GOAL OF THE EXERCISE → Update the items below so that every "in this shot" reads "in this image" and everything else stays the same. Leave the pictures out of your answer.

====== SUPPLIED MATERIAL

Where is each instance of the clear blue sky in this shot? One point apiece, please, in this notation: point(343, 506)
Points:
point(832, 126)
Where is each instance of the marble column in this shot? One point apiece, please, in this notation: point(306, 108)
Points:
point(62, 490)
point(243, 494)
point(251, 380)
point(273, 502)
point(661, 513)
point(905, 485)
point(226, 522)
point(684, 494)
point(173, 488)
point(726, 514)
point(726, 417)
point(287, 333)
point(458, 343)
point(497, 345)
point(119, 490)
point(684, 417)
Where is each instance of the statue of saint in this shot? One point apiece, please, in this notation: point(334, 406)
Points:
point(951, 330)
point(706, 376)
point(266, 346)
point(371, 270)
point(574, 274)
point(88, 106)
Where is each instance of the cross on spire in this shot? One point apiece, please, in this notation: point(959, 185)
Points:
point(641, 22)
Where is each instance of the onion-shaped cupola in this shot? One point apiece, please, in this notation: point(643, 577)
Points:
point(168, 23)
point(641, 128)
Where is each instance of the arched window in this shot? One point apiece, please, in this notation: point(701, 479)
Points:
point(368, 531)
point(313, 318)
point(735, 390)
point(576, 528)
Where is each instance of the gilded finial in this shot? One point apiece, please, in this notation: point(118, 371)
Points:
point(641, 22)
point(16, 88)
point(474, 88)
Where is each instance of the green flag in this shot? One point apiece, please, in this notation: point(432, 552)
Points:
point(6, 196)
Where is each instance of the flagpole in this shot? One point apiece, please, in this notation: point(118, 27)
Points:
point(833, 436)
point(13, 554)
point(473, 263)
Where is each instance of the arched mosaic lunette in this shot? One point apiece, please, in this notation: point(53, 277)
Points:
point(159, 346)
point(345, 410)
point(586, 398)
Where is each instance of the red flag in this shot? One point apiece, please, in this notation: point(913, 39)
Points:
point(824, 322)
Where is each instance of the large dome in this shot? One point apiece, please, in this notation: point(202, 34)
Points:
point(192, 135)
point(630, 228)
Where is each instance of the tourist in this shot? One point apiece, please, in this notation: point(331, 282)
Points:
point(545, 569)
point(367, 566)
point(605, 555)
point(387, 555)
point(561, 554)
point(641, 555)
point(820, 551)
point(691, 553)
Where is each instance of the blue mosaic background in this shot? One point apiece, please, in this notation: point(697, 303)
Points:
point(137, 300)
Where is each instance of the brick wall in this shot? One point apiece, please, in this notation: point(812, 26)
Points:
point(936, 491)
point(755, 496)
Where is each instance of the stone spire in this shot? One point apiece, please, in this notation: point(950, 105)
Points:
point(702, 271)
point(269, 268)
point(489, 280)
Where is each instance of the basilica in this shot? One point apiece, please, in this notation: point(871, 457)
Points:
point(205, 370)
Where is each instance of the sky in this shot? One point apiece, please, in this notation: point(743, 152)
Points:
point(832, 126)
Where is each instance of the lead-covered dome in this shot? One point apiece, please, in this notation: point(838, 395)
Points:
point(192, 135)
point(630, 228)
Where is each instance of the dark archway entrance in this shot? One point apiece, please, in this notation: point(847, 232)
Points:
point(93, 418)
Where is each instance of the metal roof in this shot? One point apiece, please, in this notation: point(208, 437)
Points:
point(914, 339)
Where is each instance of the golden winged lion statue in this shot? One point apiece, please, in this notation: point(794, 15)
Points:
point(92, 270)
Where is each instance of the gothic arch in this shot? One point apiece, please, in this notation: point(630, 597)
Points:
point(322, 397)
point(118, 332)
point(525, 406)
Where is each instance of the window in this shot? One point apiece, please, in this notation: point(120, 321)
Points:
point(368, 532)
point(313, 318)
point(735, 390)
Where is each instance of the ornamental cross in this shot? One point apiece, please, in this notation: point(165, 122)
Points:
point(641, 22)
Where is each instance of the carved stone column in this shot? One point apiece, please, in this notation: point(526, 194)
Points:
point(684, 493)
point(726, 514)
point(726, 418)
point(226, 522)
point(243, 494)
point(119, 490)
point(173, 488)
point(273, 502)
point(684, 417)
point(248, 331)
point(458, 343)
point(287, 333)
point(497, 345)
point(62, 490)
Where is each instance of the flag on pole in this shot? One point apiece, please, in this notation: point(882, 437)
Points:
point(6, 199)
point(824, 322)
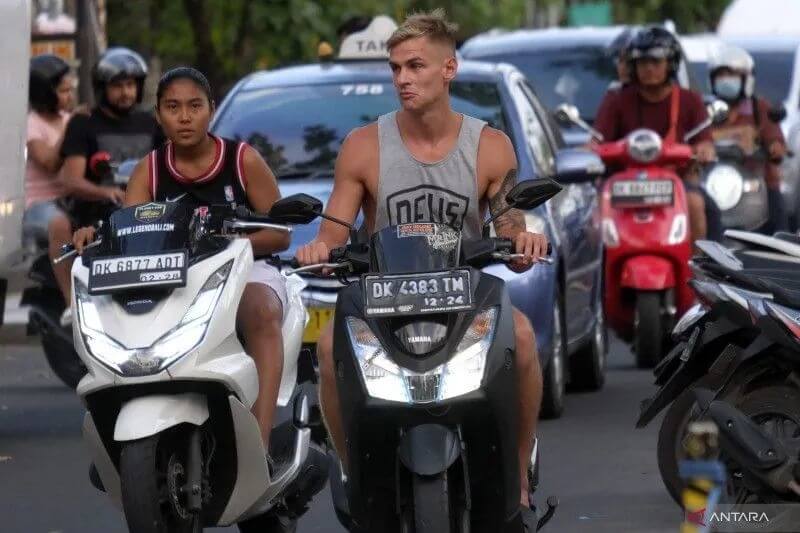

============

ANSWER →
Where is each instance of the clear blue sky in this image? One point apiece, please, in this notation: point(343, 506)
Points:
point(832, 126)
Where is each instance of the marble column in this image? One point apiece, please, in this notation: point(306, 108)
Points:
point(62, 490)
point(243, 494)
point(251, 380)
point(273, 502)
point(661, 513)
point(905, 485)
point(226, 522)
point(684, 494)
point(173, 488)
point(726, 514)
point(726, 417)
point(287, 333)
point(458, 343)
point(497, 345)
point(119, 490)
point(684, 417)
Where is each instance of the statue of saint in this image? One point apiece, please, in this notation: point(334, 406)
Points:
point(951, 330)
point(706, 376)
point(266, 346)
point(371, 270)
point(574, 274)
point(88, 106)
Where is each instance of the cross on spire in this image? One point apiece, please, in this notation: point(959, 185)
Points:
point(641, 22)
Where is each instance of the onion-shaped cupola in this image? One point apiece, please, in this notation: point(643, 577)
Points:
point(168, 23)
point(641, 128)
Where is each instance of the arched window in this image? One point apiece, please, in this notation: point(701, 479)
Points:
point(368, 531)
point(313, 318)
point(735, 390)
point(576, 528)
Where is each instance of the gilded finial in this image? One point apiece, please, in this notation: point(118, 371)
Points:
point(641, 22)
point(16, 88)
point(474, 88)
Where is each instance of the green flag in this image? One point apiece, please, in this notation: point(432, 552)
Points:
point(6, 196)
Where is each instance of the flagpole in this image? One point apiece, please, in this notation: point(118, 27)
Points:
point(833, 436)
point(13, 554)
point(473, 263)
Where is each instance of the arched mosaic lunette in this image? One point apiece, please, in this notation: point(53, 277)
Points:
point(159, 346)
point(345, 410)
point(586, 398)
Where is each instance of the red flag in this image? One point apiece, please, in this notation: point(913, 39)
Points:
point(824, 322)
Where is each instance of the large dome in this image? One point apiece, please, in this notation: point(202, 34)
Points:
point(192, 135)
point(630, 228)
Where is each instance of the tourist in this image? One point apiece, please, in this notation: point(331, 282)
Points:
point(545, 569)
point(367, 566)
point(605, 555)
point(387, 555)
point(561, 554)
point(641, 555)
point(820, 551)
point(691, 553)
Where is each instance of the blue mosaic background in this image? One point apiece, please, in this notation: point(697, 303)
Points:
point(137, 300)
Where is each instance of the brick wall in this image? One point apiece, please, in this notation: point(812, 26)
Points:
point(936, 491)
point(755, 496)
Where is each instance of the stone spire in this image? One point apiece, please, in this notation: point(950, 105)
Points:
point(702, 271)
point(269, 268)
point(489, 280)
Where is each instance of the basilica in this image? One point apiece, please, in this notation: point(871, 457)
Points:
point(205, 370)
Where is each instance of the sky in this image? One point apiece, please, in this notation: point(743, 152)
Points:
point(832, 126)
Where is each instance of the lead-covered dome in this image? One point apiece, please, in this notation: point(838, 395)
Points:
point(192, 135)
point(630, 228)
Where is each instance of the dark archway entrance in this image? One point apiece, please, in this notation: point(847, 232)
Points:
point(93, 418)
Where is each instance of the metal roof in this image? One point apiece, please, in this notation: point(208, 437)
Points:
point(914, 339)
Where is each instance of the golden winged lion statue in this image? One point apiece, please, in this notation: point(794, 15)
Points:
point(92, 270)
Where is each instance of the gothic arch in this image? One point apiece, please, in this notation: point(630, 597)
Points:
point(322, 397)
point(118, 332)
point(525, 406)
Where is each instance of the window in this image? One point apiece, please, in this notation: point(120, 321)
Points:
point(368, 532)
point(313, 318)
point(735, 390)
Where is each instance of the ornamental cross in this image? One point apiece, please, in this notation: point(165, 122)
Points:
point(641, 22)
Where is each instance of the carved stone column in this image? One point apiece, please, in this notation: point(526, 194)
Points:
point(684, 493)
point(726, 514)
point(726, 418)
point(226, 522)
point(243, 494)
point(119, 490)
point(173, 488)
point(273, 502)
point(684, 417)
point(248, 331)
point(458, 343)
point(287, 333)
point(497, 345)
point(62, 490)
Where is each instance of the flag on pole in this image? One point apiece, please, in this notation: point(882, 437)
Points:
point(6, 199)
point(824, 322)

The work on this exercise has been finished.